PROBLEM: Select every line in the rows below that contains the word "shoulder", matching case exactly, and copy each such line.
— Start of DATA FOR PROCESSING —
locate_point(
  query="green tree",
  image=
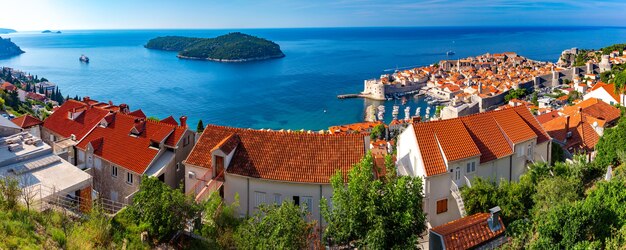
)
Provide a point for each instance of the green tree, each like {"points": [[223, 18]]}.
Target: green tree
{"points": [[374, 213], [613, 141], [10, 192], [200, 127], [275, 227], [220, 221], [161, 209], [515, 94], [620, 82], [378, 132]]}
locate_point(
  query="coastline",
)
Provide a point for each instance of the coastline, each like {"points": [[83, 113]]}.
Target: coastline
{"points": [[232, 60]]}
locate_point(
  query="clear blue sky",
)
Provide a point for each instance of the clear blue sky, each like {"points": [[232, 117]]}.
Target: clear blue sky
{"points": [[179, 14]]}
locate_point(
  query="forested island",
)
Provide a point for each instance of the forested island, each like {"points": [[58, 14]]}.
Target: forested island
{"points": [[6, 31], [232, 47], [8, 48]]}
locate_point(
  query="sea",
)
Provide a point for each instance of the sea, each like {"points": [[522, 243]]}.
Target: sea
{"points": [[296, 92]]}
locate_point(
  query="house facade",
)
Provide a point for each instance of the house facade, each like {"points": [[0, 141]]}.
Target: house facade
{"points": [[265, 167], [118, 146], [606, 93], [448, 154]]}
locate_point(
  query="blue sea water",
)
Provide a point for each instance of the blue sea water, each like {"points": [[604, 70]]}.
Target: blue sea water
{"points": [[292, 92]]}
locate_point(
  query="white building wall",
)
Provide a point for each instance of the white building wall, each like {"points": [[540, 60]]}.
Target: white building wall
{"points": [[269, 191], [192, 179], [439, 188], [603, 95]]}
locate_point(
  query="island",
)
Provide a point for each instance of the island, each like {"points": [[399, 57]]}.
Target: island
{"points": [[6, 31], [8, 48], [232, 47]]}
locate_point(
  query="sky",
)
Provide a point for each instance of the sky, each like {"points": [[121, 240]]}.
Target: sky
{"points": [[30, 15]]}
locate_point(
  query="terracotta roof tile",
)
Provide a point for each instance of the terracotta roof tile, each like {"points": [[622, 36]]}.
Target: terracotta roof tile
{"points": [[543, 118], [293, 157], [114, 143], [488, 137], [170, 120], [532, 122], [483, 134], [468, 232], [59, 122], [429, 148], [513, 125], [449, 134], [26, 121]]}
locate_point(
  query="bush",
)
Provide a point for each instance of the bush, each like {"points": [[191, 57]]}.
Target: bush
{"points": [[275, 227], [59, 236]]}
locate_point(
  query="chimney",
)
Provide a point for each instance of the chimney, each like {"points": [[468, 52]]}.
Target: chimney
{"points": [[567, 133], [124, 108], [183, 121], [493, 220]]}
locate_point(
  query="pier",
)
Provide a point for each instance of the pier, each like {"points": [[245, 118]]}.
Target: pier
{"points": [[348, 96]]}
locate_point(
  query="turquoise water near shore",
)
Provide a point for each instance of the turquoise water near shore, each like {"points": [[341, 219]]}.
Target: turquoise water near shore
{"points": [[292, 92]]}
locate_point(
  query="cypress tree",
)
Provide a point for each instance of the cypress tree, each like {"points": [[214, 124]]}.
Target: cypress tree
{"points": [[200, 127]]}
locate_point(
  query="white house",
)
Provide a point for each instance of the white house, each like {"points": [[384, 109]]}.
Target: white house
{"points": [[264, 167], [606, 93], [448, 154]]}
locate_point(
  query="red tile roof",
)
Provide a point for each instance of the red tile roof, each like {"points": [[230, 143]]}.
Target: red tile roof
{"points": [[583, 135], [485, 134], [449, 133], [281, 156], [512, 125], [59, 122], [468, 232], [26, 121], [429, 148], [531, 121], [543, 118], [115, 143], [170, 120]]}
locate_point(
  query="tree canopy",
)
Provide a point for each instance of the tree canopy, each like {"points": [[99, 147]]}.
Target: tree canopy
{"points": [[374, 213], [232, 46]]}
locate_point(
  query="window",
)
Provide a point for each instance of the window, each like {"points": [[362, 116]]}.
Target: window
{"points": [[308, 202], [520, 151], [277, 199], [129, 178], [296, 200], [98, 163], [259, 198], [442, 206], [471, 167]]}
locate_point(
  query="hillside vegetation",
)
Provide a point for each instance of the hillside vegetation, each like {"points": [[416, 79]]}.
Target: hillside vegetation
{"points": [[231, 47]]}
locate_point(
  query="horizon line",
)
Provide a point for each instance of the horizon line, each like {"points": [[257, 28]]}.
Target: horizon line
{"points": [[340, 27]]}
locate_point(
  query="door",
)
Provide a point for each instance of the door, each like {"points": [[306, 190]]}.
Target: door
{"points": [[219, 165]]}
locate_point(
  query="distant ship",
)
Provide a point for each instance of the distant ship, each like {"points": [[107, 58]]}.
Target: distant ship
{"points": [[84, 59]]}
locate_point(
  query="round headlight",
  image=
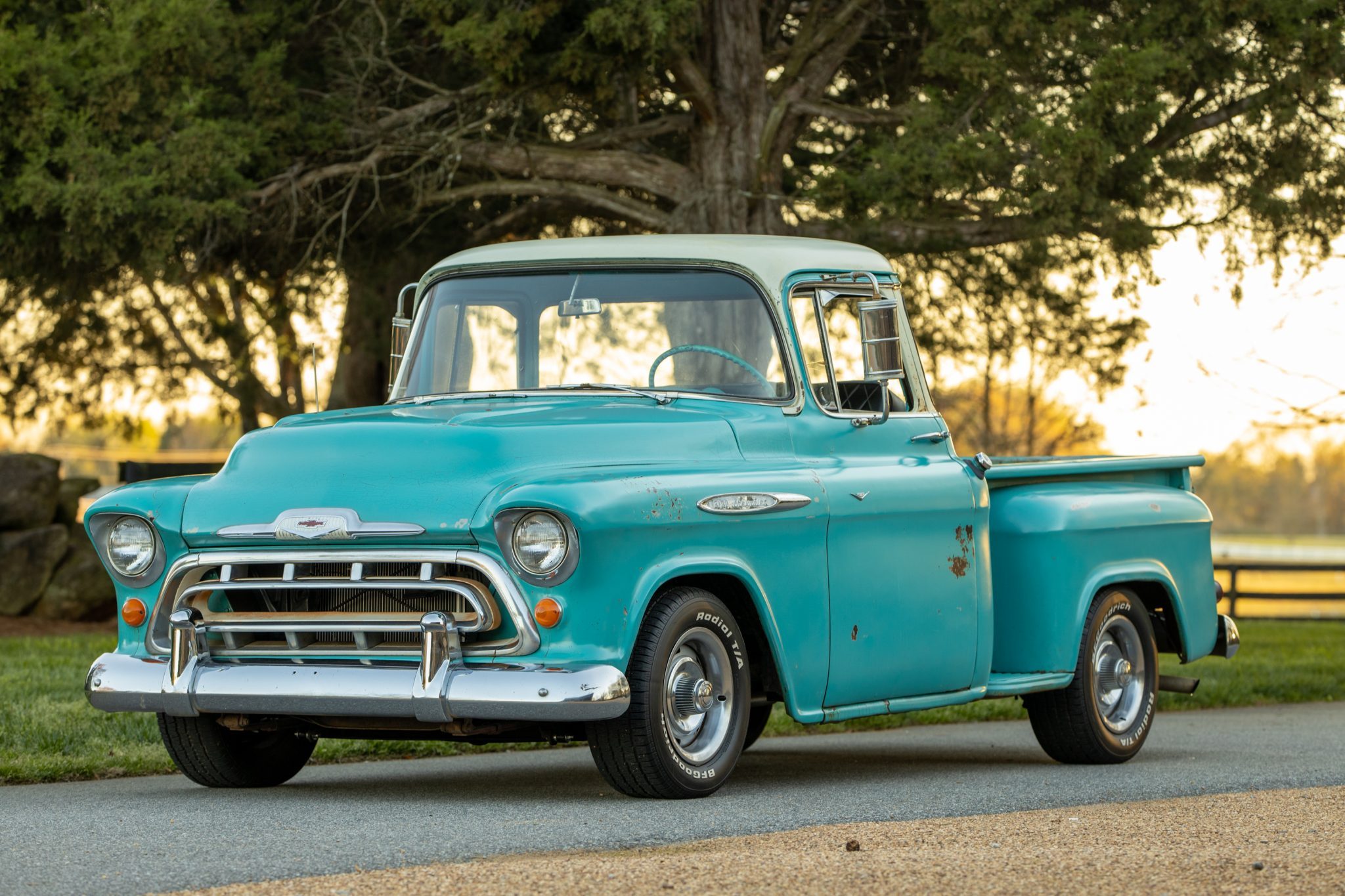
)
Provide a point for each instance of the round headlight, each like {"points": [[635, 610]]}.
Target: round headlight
{"points": [[540, 543], [131, 545]]}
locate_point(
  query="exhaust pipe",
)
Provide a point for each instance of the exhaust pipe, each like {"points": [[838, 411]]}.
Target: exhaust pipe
{"points": [[1178, 684]]}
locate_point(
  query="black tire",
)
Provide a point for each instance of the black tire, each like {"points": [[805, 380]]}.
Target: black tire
{"points": [[635, 753], [758, 716], [1074, 725], [215, 757]]}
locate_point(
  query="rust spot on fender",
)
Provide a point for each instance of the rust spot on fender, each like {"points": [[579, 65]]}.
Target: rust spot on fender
{"points": [[958, 563]]}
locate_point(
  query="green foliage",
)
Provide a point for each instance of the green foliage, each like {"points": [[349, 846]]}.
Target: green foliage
{"points": [[1006, 155], [50, 733]]}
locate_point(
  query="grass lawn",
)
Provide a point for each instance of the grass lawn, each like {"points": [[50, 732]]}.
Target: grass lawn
{"points": [[49, 733]]}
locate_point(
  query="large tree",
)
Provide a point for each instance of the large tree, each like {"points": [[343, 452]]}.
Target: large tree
{"points": [[1003, 154]]}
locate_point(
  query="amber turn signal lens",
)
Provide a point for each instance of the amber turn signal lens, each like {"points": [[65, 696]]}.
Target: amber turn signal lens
{"points": [[548, 613], [133, 612]]}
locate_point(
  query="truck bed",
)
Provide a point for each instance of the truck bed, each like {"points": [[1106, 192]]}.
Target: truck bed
{"points": [[1063, 530]]}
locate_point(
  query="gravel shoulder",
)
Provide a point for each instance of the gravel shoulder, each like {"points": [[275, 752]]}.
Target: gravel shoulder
{"points": [[1269, 842]]}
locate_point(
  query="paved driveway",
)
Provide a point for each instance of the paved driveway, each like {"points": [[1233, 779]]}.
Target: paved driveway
{"points": [[144, 834]]}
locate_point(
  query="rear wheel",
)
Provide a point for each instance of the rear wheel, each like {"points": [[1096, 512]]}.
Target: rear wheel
{"points": [[1107, 711], [690, 688], [215, 757]]}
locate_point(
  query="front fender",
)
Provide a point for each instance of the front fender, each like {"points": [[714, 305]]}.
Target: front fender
{"points": [[162, 503], [640, 530]]}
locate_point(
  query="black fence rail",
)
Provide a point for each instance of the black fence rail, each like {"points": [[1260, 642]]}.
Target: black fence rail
{"points": [[1234, 593]]}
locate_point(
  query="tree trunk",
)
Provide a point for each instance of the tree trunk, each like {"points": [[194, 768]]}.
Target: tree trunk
{"points": [[373, 280], [724, 158]]}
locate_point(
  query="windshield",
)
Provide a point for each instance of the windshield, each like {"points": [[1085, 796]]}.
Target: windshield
{"points": [[686, 331]]}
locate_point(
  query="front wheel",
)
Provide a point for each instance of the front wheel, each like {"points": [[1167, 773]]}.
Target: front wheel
{"points": [[1107, 711], [690, 692], [215, 757]]}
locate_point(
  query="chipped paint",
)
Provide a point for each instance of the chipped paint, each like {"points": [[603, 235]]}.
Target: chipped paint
{"points": [[959, 563], [666, 505]]}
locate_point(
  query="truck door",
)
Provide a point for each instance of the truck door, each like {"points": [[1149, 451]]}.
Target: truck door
{"points": [[902, 542]]}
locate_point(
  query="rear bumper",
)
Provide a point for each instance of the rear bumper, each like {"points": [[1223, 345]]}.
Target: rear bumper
{"points": [[440, 688], [1225, 639]]}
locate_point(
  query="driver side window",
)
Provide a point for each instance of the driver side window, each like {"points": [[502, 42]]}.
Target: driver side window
{"points": [[852, 393]]}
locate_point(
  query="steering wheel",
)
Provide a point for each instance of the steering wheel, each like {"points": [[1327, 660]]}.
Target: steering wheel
{"points": [[709, 350]]}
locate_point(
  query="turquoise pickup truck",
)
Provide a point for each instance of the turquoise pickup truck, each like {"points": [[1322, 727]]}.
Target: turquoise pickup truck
{"points": [[636, 490]]}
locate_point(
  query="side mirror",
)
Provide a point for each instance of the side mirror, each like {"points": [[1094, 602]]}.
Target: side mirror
{"points": [[401, 333], [880, 344], [880, 339], [580, 307]]}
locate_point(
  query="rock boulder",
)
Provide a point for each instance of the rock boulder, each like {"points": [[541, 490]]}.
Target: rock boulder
{"points": [[27, 561], [79, 589], [68, 498], [29, 485]]}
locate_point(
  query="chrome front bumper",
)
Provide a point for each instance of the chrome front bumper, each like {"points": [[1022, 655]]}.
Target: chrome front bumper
{"points": [[441, 688]]}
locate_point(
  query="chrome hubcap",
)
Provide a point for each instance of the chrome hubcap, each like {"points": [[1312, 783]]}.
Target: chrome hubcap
{"points": [[698, 696], [1118, 666]]}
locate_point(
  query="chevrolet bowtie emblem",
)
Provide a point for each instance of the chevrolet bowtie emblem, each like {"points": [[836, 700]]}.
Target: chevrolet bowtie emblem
{"points": [[318, 523]]}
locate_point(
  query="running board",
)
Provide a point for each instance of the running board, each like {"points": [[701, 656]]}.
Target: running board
{"points": [[1178, 684]]}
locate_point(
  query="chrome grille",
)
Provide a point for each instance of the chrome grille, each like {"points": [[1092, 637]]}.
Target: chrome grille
{"points": [[343, 602]]}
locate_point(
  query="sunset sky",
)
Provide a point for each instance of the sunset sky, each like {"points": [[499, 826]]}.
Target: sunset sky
{"points": [[1212, 371]]}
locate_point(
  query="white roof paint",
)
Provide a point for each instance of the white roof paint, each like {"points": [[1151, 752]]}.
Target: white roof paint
{"points": [[771, 258]]}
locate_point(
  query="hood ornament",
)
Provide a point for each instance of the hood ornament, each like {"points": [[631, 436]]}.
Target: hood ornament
{"points": [[318, 523]]}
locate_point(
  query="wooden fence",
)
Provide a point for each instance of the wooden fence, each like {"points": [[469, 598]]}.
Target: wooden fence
{"points": [[1234, 593]]}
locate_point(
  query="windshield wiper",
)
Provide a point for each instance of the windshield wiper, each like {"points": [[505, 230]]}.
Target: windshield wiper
{"points": [[662, 398]]}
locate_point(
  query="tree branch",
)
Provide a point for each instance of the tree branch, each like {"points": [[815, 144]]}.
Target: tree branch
{"points": [[609, 167], [1179, 129], [584, 195], [635, 133], [818, 65], [698, 91], [849, 114]]}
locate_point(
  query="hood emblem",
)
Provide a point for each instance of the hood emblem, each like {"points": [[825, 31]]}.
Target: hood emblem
{"points": [[318, 523]]}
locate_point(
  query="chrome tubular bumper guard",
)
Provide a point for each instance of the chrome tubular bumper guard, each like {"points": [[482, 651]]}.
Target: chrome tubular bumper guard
{"points": [[440, 689]]}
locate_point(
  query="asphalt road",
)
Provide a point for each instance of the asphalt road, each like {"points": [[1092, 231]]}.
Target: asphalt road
{"points": [[142, 834]]}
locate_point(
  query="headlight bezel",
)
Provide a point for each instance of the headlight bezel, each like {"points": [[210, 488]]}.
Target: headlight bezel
{"points": [[506, 526], [100, 531]]}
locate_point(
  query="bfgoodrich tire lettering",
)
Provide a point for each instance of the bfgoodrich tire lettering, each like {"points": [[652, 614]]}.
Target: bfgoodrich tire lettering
{"points": [[690, 692], [1107, 711]]}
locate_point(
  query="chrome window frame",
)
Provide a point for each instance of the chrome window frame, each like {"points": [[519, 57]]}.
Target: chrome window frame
{"points": [[789, 364], [910, 352]]}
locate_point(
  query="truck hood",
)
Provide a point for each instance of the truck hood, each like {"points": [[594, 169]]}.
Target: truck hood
{"points": [[432, 465]]}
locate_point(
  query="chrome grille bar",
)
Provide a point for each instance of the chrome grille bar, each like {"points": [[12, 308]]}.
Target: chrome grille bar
{"points": [[187, 587]]}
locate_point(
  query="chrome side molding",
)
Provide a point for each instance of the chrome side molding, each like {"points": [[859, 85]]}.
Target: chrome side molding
{"points": [[743, 503]]}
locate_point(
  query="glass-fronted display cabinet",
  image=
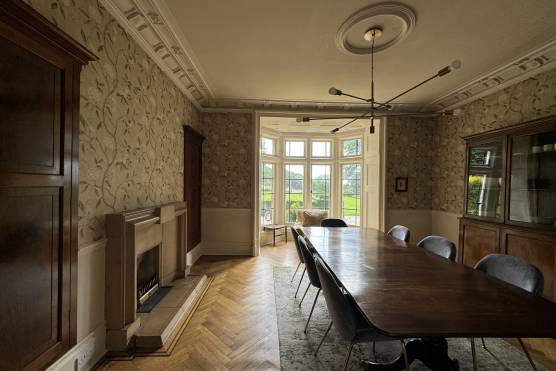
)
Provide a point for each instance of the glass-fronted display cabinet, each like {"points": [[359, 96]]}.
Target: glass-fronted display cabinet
{"points": [[485, 173], [532, 188], [511, 176]]}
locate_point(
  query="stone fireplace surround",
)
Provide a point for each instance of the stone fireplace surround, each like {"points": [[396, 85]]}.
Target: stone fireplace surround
{"points": [[130, 234]]}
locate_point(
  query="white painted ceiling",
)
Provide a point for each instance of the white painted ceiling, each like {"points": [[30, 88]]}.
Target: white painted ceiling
{"points": [[285, 50]]}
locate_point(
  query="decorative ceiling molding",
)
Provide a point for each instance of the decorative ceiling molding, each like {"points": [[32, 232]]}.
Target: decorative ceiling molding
{"points": [[153, 27], [144, 21], [534, 62]]}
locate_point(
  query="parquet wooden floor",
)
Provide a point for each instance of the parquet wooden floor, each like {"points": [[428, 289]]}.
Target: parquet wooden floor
{"points": [[234, 327]]}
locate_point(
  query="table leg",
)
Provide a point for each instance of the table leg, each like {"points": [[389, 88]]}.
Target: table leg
{"points": [[433, 352]]}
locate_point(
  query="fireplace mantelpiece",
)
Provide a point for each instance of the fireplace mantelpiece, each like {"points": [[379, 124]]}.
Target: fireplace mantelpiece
{"points": [[130, 234]]}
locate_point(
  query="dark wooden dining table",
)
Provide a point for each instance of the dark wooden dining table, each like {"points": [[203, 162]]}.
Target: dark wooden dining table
{"points": [[406, 292]]}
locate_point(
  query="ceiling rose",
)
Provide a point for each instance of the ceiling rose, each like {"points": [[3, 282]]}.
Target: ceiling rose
{"points": [[395, 20]]}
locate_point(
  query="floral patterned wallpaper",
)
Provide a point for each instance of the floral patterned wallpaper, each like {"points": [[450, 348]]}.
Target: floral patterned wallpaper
{"points": [[227, 160], [408, 154], [528, 100], [131, 119]]}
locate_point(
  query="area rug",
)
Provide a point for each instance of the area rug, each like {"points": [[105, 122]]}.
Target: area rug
{"points": [[297, 348]]}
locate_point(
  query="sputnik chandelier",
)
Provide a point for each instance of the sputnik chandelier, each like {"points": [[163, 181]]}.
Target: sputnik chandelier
{"points": [[383, 109]]}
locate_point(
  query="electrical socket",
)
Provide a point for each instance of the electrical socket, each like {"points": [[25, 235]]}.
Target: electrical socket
{"points": [[84, 358]]}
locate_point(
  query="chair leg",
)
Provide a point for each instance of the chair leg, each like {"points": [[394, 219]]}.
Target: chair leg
{"points": [[473, 354], [301, 280], [324, 337], [348, 355], [406, 359], [301, 302], [506, 367], [294, 273], [533, 366], [311, 313]]}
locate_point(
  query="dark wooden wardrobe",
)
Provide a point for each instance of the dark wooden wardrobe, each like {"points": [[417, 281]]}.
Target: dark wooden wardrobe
{"points": [[192, 183], [39, 147]]}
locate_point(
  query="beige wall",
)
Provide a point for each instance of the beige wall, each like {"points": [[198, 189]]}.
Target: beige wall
{"points": [[131, 118], [227, 160], [527, 100], [431, 153], [409, 154]]}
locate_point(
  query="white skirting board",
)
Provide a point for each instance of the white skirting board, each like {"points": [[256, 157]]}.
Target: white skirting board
{"points": [[194, 255], [226, 231], [91, 330], [85, 354]]}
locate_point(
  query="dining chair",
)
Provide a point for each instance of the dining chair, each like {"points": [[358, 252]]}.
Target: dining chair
{"points": [[296, 244], [309, 260], [331, 222], [516, 272], [347, 319], [400, 232], [439, 246], [295, 235]]}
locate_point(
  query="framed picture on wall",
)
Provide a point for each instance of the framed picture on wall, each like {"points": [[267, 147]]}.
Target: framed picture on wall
{"points": [[401, 184]]}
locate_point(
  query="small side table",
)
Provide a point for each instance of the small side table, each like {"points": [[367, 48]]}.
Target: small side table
{"points": [[274, 228]]}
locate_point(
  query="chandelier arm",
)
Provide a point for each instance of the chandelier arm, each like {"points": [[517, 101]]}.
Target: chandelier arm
{"points": [[412, 88], [355, 96], [335, 130]]}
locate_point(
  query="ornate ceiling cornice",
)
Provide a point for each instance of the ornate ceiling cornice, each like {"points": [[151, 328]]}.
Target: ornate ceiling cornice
{"points": [[144, 21], [538, 60], [153, 28]]}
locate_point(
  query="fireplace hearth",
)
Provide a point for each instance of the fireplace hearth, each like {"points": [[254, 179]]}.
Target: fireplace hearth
— End of DATA FOR PROCESSING —
OUTPUT OF THE EXERCISE:
  query="gravel shoulder",
Provide a point for each instance of the gravel shoulder, each like {"points": [[275, 752]]}.
Target: gravel shoulder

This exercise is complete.